# Your assignment:
Copy the entries character for character.

# Exercise material:
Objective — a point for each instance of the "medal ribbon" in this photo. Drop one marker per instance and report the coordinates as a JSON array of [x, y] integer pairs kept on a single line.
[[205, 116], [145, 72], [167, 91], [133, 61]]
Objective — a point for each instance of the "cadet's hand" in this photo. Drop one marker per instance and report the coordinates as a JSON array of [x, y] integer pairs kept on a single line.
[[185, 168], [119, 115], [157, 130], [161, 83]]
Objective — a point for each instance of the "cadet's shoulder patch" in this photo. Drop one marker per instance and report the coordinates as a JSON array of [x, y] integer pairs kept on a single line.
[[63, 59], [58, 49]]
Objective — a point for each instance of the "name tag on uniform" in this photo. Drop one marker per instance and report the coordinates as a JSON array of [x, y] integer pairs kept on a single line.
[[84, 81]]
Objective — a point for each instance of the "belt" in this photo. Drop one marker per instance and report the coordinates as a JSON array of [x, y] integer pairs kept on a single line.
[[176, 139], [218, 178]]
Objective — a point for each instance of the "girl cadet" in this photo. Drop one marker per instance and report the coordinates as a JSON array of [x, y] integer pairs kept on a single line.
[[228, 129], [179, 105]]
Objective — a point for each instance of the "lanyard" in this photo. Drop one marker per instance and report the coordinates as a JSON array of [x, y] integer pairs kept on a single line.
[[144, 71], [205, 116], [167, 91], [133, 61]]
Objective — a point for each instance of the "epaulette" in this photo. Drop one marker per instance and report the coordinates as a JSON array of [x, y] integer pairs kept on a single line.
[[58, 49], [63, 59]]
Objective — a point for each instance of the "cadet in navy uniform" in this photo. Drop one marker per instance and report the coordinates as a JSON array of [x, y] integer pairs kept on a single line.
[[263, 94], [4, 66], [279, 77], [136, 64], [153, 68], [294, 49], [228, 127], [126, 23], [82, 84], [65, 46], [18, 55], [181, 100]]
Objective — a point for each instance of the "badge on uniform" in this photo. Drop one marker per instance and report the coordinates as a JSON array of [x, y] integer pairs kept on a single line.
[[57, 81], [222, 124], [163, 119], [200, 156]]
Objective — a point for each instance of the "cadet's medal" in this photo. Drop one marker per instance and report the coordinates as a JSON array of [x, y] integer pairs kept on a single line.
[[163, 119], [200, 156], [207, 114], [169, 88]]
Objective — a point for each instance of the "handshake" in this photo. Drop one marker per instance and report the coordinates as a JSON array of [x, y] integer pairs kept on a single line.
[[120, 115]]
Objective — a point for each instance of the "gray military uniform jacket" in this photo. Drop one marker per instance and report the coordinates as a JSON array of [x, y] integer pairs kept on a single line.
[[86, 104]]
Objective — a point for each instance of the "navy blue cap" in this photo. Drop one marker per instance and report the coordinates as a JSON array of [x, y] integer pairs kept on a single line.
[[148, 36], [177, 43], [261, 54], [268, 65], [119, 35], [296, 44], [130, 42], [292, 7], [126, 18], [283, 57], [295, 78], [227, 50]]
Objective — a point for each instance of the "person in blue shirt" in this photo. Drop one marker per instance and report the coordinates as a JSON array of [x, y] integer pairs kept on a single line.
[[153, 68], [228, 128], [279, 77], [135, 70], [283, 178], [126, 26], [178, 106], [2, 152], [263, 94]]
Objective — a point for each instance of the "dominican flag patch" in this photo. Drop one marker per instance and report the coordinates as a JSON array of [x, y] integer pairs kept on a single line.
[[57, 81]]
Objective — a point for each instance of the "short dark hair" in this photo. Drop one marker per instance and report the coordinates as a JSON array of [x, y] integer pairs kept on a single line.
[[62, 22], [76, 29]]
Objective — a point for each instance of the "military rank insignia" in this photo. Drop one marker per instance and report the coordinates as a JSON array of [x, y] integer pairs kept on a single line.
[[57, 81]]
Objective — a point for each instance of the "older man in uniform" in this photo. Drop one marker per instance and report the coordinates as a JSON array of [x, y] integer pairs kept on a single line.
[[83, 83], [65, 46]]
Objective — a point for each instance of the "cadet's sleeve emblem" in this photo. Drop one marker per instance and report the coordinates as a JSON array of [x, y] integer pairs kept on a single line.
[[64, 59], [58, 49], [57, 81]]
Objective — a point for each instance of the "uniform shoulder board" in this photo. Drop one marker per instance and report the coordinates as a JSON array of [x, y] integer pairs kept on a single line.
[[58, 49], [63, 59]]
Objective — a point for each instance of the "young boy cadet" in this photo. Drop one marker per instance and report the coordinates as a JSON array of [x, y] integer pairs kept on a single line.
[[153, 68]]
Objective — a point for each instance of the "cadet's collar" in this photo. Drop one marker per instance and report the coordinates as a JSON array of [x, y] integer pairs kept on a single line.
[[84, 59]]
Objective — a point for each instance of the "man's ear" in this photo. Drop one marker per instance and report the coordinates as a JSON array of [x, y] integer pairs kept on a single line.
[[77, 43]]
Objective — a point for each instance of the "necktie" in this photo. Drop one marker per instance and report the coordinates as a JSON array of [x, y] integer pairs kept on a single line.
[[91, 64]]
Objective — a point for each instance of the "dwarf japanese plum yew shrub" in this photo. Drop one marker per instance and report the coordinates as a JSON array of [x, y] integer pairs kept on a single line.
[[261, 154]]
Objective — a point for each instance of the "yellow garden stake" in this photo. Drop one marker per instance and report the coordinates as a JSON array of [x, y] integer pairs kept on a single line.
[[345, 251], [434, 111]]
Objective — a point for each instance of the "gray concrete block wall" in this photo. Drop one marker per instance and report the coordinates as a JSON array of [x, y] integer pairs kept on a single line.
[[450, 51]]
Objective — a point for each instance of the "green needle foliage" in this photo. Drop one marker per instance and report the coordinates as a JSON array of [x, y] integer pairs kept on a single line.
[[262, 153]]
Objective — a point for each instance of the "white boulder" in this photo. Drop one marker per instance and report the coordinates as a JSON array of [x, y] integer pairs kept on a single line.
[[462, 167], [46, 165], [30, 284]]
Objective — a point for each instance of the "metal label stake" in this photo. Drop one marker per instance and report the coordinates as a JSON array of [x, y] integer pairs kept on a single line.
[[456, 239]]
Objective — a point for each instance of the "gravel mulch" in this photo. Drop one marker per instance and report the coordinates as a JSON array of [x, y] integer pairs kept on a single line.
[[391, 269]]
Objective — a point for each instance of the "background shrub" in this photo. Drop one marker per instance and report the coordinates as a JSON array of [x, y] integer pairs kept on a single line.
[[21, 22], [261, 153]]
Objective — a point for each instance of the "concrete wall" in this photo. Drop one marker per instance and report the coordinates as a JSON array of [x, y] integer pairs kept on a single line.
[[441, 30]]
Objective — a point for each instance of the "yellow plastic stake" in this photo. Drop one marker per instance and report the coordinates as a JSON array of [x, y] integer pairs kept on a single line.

# Completed task:
Objective — a point for each instance of the "medal ribbon" in this photo. Drop one marker per instance and report the coordinates as a JSON array of [x, y] integer pairs kept on a single line.
[[205, 116], [145, 72], [167, 91], [133, 61]]
Objective — a point for each instance of the "cadet's hand" in this photo. Drop one marker per instance and report the coordinates as a JSON array of [x, y] integer pairs kept on a single line.
[[185, 168], [119, 115], [157, 130], [161, 83]]
Objective — a point for each instance of the "cadet's shoulder patch" in this photo. Drop one marker per instance and report the coordinates as a JSON array of [x, y] integer pairs kept on a single line.
[[63, 59], [58, 49]]
Objective — a point for each instance of the "name tag on uniform" in this photo. Drop one marker per instance and report the coordinates as a JSON array of [x, y] integer pairs kept on a single line.
[[84, 81]]
Objective — a point for each instance of the "belt" in this photo. Drop one marker per instance and report the coordinates as a JSON array of [x, y] integer pairs kept on a single line.
[[176, 139], [218, 178]]
Objective — a point for each instance of the "girl cadet" in this photo. Drop one marker per instance and report the coordinates as a JSON array of [x, y] integer pairs kept on a single line.
[[228, 129], [179, 105]]
Objective — a point for each instance of the "lanyard" in this photo. Drop one marker per instance and report the coordinates as a JSON array of [x, y] integer pairs kept on a single line.
[[144, 71], [205, 116], [167, 91], [133, 61]]
Objective — a point for each instance of the "epaulette" in this photo. Drop one marker per instance and report the coordinates as a JSON array of [x, y] integer pairs kept on a single line.
[[58, 49], [63, 59]]
Objective — a point for each instance of the "cadet in navy uniform" in this photo. Drop one marker per instance and report the coordinates as a JSON array of [x, y] integer pairs kept on a single line.
[[263, 94], [4, 66], [279, 77], [136, 64], [153, 68], [294, 49], [228, 127], [126, 23], [82, 84], [65, 46], [18, 55], [181, 100]]
Objective — a point for each instance of the "badge on uniform" in this photo. Drop one marker per instance and report the coordinates as a JSON array of [x, y] integer pairs kept on a single line.
[[57, 81], [222, 124], [163, 119], [200, 156]]
Objective — a point for each instance of the "cadet's medal" in this photo. Drop one marker per instance and report the coordinates as a JSON array of [x, y] integer pairs kept on a single line.
[[163, 119], [200, 156], [207, 114], [169, 88]]
Objective — a point for each instance of the "handshake" in this photo. Drop one marker per instance and report the coordinates as a JSON array of [x, y] integer pairs kept on a single line.
[[120, 115]]
Objective — a point for each instance of the "gray military uniform jacket" in this photo. Drop one marker per instance and report the coordinates as a JSON array of [x, y] integer pairs kept on a single line.
[[86, 104]]
Objective — a point for each instance of the "navy blue cap" in this photo. Drop one marker per instance and report the coordinates as a JSON array of [x, y] integer pairs kept on a single line.
[[148, 36], [177, 43], [261, 54], [268, 65], [119, 35], [296, 44], [130, 42], [292, 7], [126, 18], [283, 57], [295, 78], [227, 50]]
Objective — a point for each instance of the "person in blue shirt" in this photo. Drop one marker per instance and report the coordinates as a JSON array of [x, y] integer pairs kept on a single line.
[[153, 68], [228, 128], [279, 77], [135, 70], [283, 178], [126, 26], [178, 106], [2, 152], [263, 94]]
Objective — a point for each instance of the "dominican flag patch" in this photo. Drop one marker per instance and report the coordinates as a JSON array of [x, y] integer pairs kept on a single line.
[[57, 81]]
Objective — a point for each instance of the "short dark hair" in this photo. Drop one marker per instance and report the coordinates as a JSON array of [x, y] integer pairs kept on a single line.
[[62, 22], [76, 29]]
Objective — a point for each instance of the "military rank insignia" in this photo. Drop one marker per instance and report the coordinates as a JSON array of [x, y] integer pairs kept on a single line.
[[57, 81]]
Objective — a point for each instance of the "older man in uniform" in this photo. Drop one marker per instance and report the coordinates as a JSON array of [x, y] integer pairs kept on a single line.
[[83, 83], [65, 46]]
Objective — a point for each instance of the "cadet's sleeve emblem" in this photo. Drop one marker per instance and report the coordinates as a JSON array of [x, y] integer pairs kept on a single line.
[[64, 59], [58, 49], [57, 81]]
Objective — a point for each instance of the "uniform shoulder board" in this photo. Drop one marker per instance and report the coordinates as a JSON array of [x, y] integer pairs kept on a single line.
[[58, 49], [63, 59]]
Objective — a point for each instance of the "young boy cadet" in this photo. Drop one marker per instance and report the coordinates as a JSON array of [x, y] integer pairs kept on a single line.
[[153, 68]]
Objective — a point for each instance of the "cadet's collar" in this photo. Drop one marker per instance and report the coordinates as a JSON array of [x, y] integer pairs kept on a single line.
[[84, 59]]
Objective — a point for each instance of the "man's ear" in this photo. Drop one marker per instance and report the coordinates as a JSON array of [x, y] integer pairs kept on a single line.
[[77, 43]]
Objective — a point for each instance of the "necktie" in this photo. Drop one marker per instance and report the coordinates as a JSON array of [x, y] integer pairs kept on a single line.
[[91, 64]]
Objective — a point for each instance of the "dwarf japanese plum yew shrub" in this photo. Drop one marker per instance and report the coordinates as a JSON array of [x, y] integer pairs kept on a single line.
[[261, 154]]
Objective — a point for each instance of the "yellow garden stake" in this photo. Drop one marker per instance and report the coordinates as a JSON array of [x, y] integer pairs kept on a single line.
[[345, 251], [434, 111]]
Objective — a point for each instance of the "gray concrete block wall" in this photo. Drop one marker per instance and report the coordinates as a JSON array of [x, y] integer pairs kept on a single line.
[[450, 51]]
Objective — a point for each instance of the "green needle foliage" in this photo. Drop one marker per instance and report the coordinates as a JSON array of [x, y] integer pairs kept on a single line.
[[262, 153]]
Objective — a point for each instance of the "white boulder" in this photo. Drop one marker per instance and report the coordinates as a JSON array of [x, y] integer pairs kept on a single line.
[[462, 167], [46, 165], [30, 284]]
Objective — a point for each instance of the "metal label stake" in this photo. Drop one marker per instance and report the coordinates as a JSON array of [x, y] integer pairs kept on a single line.
[[456, 239]]
Objective — a point for each instance of the "gravel mulch" in this photo. Drop one marker per instance and report the coordinates as a JSON array of [x, y] integer pairs kept on a single line.
[[391, 269]]
Objective — a point for each instance of the "background shrub" in this photo. Drop one marker per instance and report the coordinates as a JSON array of [x, y] integer pairs kept on a single line.
[[21, 22], [261, 153]]
Objective — a point for each instance of the "concrete wall" in this photo. Drop one marker per instance and report the coordinates as a JSON array of [x, y] integer pairs kept on a single line.
[[441, 30]]
Objective — a point for each instance of the "yellow plastic stake" in this photo. Drop one marker per instance and report the coordinates as a JSON array of [x, y] integer pairs kept on a single line.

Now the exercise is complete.